───── VORLIEGENDER TEXTAUSZUG

Der geradezu psychoanalytisch intelligente Witz des Gedichts beginnt mit der dritten Zeile: "Sie wust' es nicht, und schlummerte." Das korrespondiert mit der sechsten Zeile: " Ich fühlt' es wohl, und wust' es nicht." Offensichtlich gewinnt hier das Ungewusste die Oberhand, was sicherlich bedeutet: das Unbewusste.
In den Liebenden besiegt das Gefühl die Ratio, und das übliche Mittel der Verständigung, die Sprache, versagt jetzt: "Doch lispelt' ich Ihr sprachlos zu." Worte werden nicht mehr benötigt. Es genügt die Bewegung der Lippen, es rauschen die Rosenbänder, bis beide berauscht im Elysium sich wiederfinden.
Und so, wie den beiden im Vollzug ihrer Liebe das Bewusstsein schwindet, so fallen die Blicke ineinander. Sie erkennen sich, und dieses Erkennen hat hier die alte Bedeutung erotischer Erfüllung.
Echo einer biblischen Wundertat
Die dialektische Bewegung des gewussten Nichtwissens, des wechselseitigen Sichverlierens im Auge des Gegenübers ist meisterhaft. Sie ist ein Vorgriff auf das Denken und Empfinden der Moderne. Dem entspricht die Form. In ihrer aphoristischen Lakonie, die dem Entrücktwerden Halt bietet, ist sie unübertrefflich. Beim mehrfachen Lesen wird klar, dass sich fast alle Zeilen wiederholen, ineinander spiegeln – mit Ausnahme der ersten, die als Ouvertüre dient, der siebten in der Mitte ("Doch lispelt' ich Ihr sprachlos zu") und der letzten, die den Gipfel der Liebesbegegnung erklimmt.
Klopstock gab seiner Meta das Pseudonym Cidli. So heißt eine Figur seines "Messias", jene im Neuen Testament namenlose Tochter eines Synagogenvorstehers, die im Sterben liegt. Markus (5,41) erzählt, Jesus habe, als die Nachricht kam, gesagt, das Mädchen schlafe nur. Er sei deshalb verspottet worden. "Er fasste das Kind an der Hand und sagte zu ihm: Talita kum!, das heißt übersetzt: Mädchen, ich sage dir, steh auf! Sofort stand das Mädchen auf und ging umher." Ein Echo der Wundertat finden wir hier: Der Liebende erweckt die Geliebte zum Leben.
"Eine Zeit, da ich sehr glücklich durch die Liebe war"
Als Klopstock sein Drama "Hermanns Schlacht" dem Kaiser Joseph II. widmete, erhielt er auf Vermittlung seines Gönners, des Reichsgrafen Welsperg, eine kaiserliche "Gnadenmedaille". Dafür bedankt sich Klopstock in einem Brief an den Grafen, datiert vom 28. Dezember 1768, und fügt die eigenhändige Abschrift von "Cidli" bei (ihr entspricht die hier abgedruckte Fassung). In seinem Brief heißt es: "Die Ode ist von einer Zeit, da ich sehr glücklich durch die Liebe war."
Lichtenberg hat die Ode wohl nicht gekannt. Andernfalls hätte er Klopstock den "Messias" sicherlich verziehen.

──────────
───── DATENSATZ

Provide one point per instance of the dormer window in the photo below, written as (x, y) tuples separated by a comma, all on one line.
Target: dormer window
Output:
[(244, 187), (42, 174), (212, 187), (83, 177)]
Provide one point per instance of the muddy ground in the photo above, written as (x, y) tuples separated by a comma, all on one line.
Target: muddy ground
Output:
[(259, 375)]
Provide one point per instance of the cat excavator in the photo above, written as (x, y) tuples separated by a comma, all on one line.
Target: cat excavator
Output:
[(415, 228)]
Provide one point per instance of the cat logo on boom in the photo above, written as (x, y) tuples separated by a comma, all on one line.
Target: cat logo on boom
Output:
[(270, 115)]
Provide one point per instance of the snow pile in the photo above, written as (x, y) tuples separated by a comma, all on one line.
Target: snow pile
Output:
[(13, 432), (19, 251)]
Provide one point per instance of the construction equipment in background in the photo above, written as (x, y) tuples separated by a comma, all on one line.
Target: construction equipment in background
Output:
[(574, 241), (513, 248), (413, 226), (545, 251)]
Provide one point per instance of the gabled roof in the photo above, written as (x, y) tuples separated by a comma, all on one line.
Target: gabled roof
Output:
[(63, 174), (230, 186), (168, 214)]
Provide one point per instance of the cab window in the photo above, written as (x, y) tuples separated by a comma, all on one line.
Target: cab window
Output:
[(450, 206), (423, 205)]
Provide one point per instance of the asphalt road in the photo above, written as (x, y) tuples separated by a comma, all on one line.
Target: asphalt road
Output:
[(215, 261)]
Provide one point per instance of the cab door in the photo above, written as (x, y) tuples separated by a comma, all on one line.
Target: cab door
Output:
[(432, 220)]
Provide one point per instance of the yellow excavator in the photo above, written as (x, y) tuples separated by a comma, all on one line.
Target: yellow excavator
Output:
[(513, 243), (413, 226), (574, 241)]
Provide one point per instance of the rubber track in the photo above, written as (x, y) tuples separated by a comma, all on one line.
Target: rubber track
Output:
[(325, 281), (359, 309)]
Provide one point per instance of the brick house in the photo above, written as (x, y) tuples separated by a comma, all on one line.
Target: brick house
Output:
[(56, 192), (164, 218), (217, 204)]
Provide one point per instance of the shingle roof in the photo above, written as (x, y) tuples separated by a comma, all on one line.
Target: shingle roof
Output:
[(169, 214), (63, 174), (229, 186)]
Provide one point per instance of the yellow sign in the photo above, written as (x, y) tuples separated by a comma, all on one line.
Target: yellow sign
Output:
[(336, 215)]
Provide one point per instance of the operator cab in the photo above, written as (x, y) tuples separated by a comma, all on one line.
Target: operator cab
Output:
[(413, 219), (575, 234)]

──────────

= ZIEL DER AUFGABE =
Ändere im Textauszug über Klopstocks Ode den Abschnitt von „Der geradezu psychoanalytisch“ bis „Bedeutung erotischer Erfüllung.“, indem du „Rosenbänder“ durch „Seidenbänder“ ersetzt, und gib ihn vollständig wieder.

= ERGEBNIS DER AUFGABE =
Der geradezu psychoanalytisch intelligente Witz des Gedichts beginnt mit der dritten Zeile: "Sie wust' es nicht, und schlummerte." Das korrespondiert mit der sechsten Zeile: " Ich fühlt' es wohl, und wust' es nicht." Offensichtlich gewinnt hier das Ungewusste die Oberhand, was sicherlich bedeutet: das Unbewusste.
In den Liebenden besiegt das Gefühl die Ratio, und das übliche Mittel der Verständigung, die Sprache, versagt jetzt: "Doch lispelt' ich Ihr sprachlos zu." Worte werden nicht mehr benötigt. Es genügt die Bewegung der Lippen, es rauschen die Seidenbänder, bis beide berauscht im Elysium sich wiederfinden.
Und so, wie den beiden im Vollzug ihrer Liebe das Bewusstsein schwindet, so fallen die Blicke ineinander. Sie erkennen sich, und dieses Erkennen hat hier die alte Bedeutung erotischer Erfüllung.